• [TASK SET]
a: Please rewrite everything from "DSC_0030How Social Media" down to "powerful and desensitizing." in the essay on social media, replacing "Virtual communities" with "Online communities".
b: Answer these questions from the essay on social media:
(i) What does it say people have become addicted to?
(ii) What kind of relationships does it say can sometimes be neglected because social media is so consuming?
(iii) Who does it name as someone who may see personal life, choices, and beliefs shared on a platform?

• [EXCERPTED PASSAGE]
====

College Life, Mental Health

How Social Media Is Reshaping the Way We Communicate

*This is a research paper I wrote for my Composition 2 class


DSC_0030How Social Media Is Reshaping the Way We Communicate In Both the Written Word and Face-To-face

     Social media has had a profound impact on the way we communicate as a society because the avenues of online connection are limitless, with both positive and negative effects. Social media has greatly impacted the lives of many and it’s not always in a positive way. The negative effects of social media have a vast range. For example, social media is addictive to many people in our culture. People have become addicted to the easiness and instant access to everything online (Patel 2018). This issue has created constant interruptions. Our devices have affected our bedtime routine and sleep habits, while creating constant distractions. Virtual communities are available instantly from a handheld device; this can be both powerful and desensitizing.

Communication is affected in a negative way when it comes to deciphering the tone of a conversation. Miscommunications can happen easily when the tone isn’t seen or heard in person (Patel 2018). People post everything and anything on social media, which can evoke emotional stress from people who have different beliefs. People tend to have less of a filter when they express themselves with only a quick click of a button. Communication, relationships, and both emotional and physical health can be negatively impacted from social media due to the addictive nature and stress that comes along with it. Relationships in real-time or face-to-face can sometimes be neglected because social media tends to be so consuming, like a rabbit hole. People also share their more positive highlights in their life rather than the raw reality, which greatly affects others’ self-esteem. When people only see they great parts of other people’s lives all day, they tend to feel insecure that their life doesn’t match up. In the end, social media is not always genuine. In these modern times, communication has new and interesting facets. Small pictures are sent in place in text, called emojis, providing a visual to the context or to help set a tone in a message. The way information is presented can be perceived in multiple ways when reading only text. The modern modification, using emojis, has allowed emotions to enter the text in a more cognitive way (Camp).

We check in, link our location, and tag our friends. It’s safe to say that we are making ourselves vulnerable and potentially unsafe. Social media is also a tool that is used to track and profile us using data from our accounts (Lindsey). Have you ever searched for a something specific, such as “what is a good mattress?” and suddenly ten different mattress brands pop up throughout your feed? That is no coincidence. We share our interests, likes, and social media behavior to be analyzed and created into data for marketers. Privacy can also be affected by sharing your personal life, choices, and beliefs on a platform that may be seen by a potential employer. There have been cases of people losing their jobs due to their behavior outside of work. Professional personas are typically dropped when it comes to social media, and some companies want their employees to fit with their brand in their social lives outside of the workplace. If an individual’s personal life doesn’t mesh well, it could look poorly on the brand they work with. Privacy is also affected on a more frightening level. People don’t always think about the consequences of checking in their locations and sharing too much information. As we want to appear to have an adventurous life, this can also make us vulnerable to stalkers or someone who could have access to assaulting you.

====

• [DATA EXCERPTS]
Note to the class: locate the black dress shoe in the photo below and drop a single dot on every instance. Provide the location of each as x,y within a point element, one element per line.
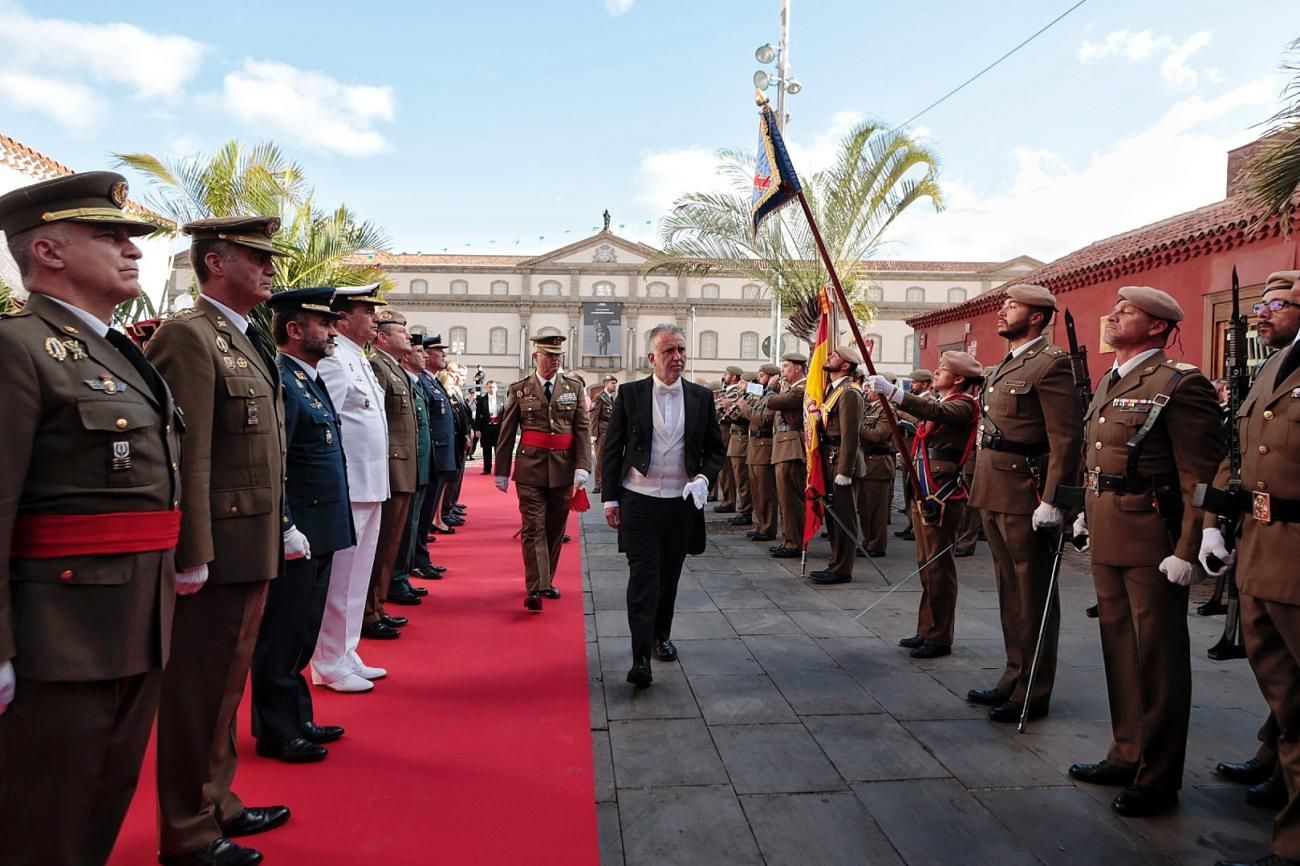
<point>255,819</point>
<point>219,852</point>
<point>1143,801</point>
<point>1248,773</point>
<point>1270,793</point>
<point>380,632</point>
<point>297,750</point>
<point>1101,774</point>
<point>640,674</point>
<point>1010,711</point>
<point>321,734</point>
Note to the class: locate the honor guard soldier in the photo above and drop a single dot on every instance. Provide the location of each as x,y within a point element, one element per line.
<point>841,462</point>
<point>1028,446</point>
<point>1152,434</point>
<point>1269,542</point>
<point>89,483</point>
<point>316,503</point>
<point>233,535</point>
<point>788,454</point>
<point>553,462</point>
<point>944,440</point>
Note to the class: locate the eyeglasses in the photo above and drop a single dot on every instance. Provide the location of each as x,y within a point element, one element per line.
<point>1277,304</point>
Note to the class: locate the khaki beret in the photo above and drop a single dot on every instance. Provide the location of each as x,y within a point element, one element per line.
<point>1032,295</point>
<point>1282,280</point>
<point>1153,302</point>
<point>90,196</point>
<point>252,232</point>
<point>962,364</point>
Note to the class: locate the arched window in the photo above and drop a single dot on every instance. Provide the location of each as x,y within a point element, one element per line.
<point>456,340</point>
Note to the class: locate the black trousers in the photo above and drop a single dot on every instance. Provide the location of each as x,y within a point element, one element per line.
<point>654,536</point>
<point>295,602</point>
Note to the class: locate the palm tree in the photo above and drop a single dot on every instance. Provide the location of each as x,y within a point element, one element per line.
<point>876,176</point>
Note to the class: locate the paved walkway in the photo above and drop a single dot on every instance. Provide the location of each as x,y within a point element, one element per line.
<point>789,734</point>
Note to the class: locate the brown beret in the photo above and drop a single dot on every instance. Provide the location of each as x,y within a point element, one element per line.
<point>1032,295</point>
<point>962,364</point>
<point>1153,302</point>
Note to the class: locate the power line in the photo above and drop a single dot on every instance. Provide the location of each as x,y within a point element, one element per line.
<point>980,73</point>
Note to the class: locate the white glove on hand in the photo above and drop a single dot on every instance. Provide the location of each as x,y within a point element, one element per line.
<point>697,489</point>
<point>297,545</point>
<point>191,580</point>
<point>1045,516</point>
<point>7,684</point>
<point>1179,571</point>
<point>1214,545</point>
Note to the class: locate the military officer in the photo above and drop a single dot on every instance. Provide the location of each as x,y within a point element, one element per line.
<point>316,502</point>
<point>1028,447</point>
<point>788,454</point>
<point>553,462</point>
<point>841,462</point>
<point>233,536</point>
<point>1152,434</point>
<point>89,466</point>
<point>1268,548</point>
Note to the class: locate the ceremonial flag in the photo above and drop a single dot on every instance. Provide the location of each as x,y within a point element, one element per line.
<point>775,181</point>
<point>814,392</point>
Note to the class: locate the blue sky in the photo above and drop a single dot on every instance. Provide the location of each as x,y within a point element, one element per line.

====

• [ANSWERS TO THE PROBLEMS]
a:
DSC_0030How Social Media Is Reshaping the Way We Communicate In Both the Written Word and Face-To-face

     Social media has had a profound impact on the way we communicate as a society because the avenues of online connection are limitless, with both positive and negative effects. Social media has greatly impacted the lives of many and it’s not always in a positive way. The negative effects of social media have a vast range. For example, social media is addictive to many people in our culture. People have become addicted to the easiness and instant access to everything online (Patel 2018). This issue has created constant interruptions. Our devices have affected our bedtime routine and sleep habits, while creating constant distractions. Online communities are available instantly from a handheld device; this can be both powerful and desensitizing.

b:
(i) The easiness and instant access to everything online.
(ii) Relationships in real-time or face-to-face.
(iii) A potential employer.